◆ Directions for this task: Reproduce the data, swapping each occurrence of "bounding box" for "enclosing rectangle" and leaving all other text unchanged.

◆ Dataset extract:
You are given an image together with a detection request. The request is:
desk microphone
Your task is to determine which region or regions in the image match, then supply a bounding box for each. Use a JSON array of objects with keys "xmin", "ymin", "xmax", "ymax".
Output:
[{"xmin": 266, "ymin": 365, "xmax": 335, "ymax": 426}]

◆ Response to the task:
You are given an image together with a detection request. The request is:
desk microphone
Your task is to determine which region or regions in the image match, then supply a enclosing rectangle for each. Use a JSON array of objects with keys "xmin", "ymin", "xmax", "ymax".
Output:
[{"xmin": 266, "ymin": 365, "xmax": 335, "ymax": 426}]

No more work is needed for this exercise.